THE PROBLEM: Report how many lines of the rows below contain the string "several", treating uppercase and lowercase as different. Give only the number.
## Begin SOURCE RECORDS
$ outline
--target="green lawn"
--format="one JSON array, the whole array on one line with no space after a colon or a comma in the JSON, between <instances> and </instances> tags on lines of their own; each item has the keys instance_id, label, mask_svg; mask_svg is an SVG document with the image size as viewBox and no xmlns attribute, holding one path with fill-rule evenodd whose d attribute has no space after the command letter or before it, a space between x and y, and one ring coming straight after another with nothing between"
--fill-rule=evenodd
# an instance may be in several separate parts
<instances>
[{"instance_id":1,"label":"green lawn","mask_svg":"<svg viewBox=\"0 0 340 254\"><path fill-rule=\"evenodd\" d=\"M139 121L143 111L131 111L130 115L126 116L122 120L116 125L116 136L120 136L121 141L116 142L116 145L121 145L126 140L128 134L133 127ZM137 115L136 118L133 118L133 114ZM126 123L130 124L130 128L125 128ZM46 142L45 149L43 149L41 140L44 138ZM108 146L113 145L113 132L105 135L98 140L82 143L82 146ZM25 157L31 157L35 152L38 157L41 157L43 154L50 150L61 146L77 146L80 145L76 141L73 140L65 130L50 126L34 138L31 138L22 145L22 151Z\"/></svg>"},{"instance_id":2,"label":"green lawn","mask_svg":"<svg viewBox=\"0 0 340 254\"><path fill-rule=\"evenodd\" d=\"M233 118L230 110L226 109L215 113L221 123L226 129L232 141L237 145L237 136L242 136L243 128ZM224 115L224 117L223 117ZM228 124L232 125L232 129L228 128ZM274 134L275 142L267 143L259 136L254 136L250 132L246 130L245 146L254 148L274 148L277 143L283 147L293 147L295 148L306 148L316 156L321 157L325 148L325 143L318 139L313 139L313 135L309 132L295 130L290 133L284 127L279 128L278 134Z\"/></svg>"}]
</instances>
## End SOURCE RECORDS
CORRECT RESULT: 1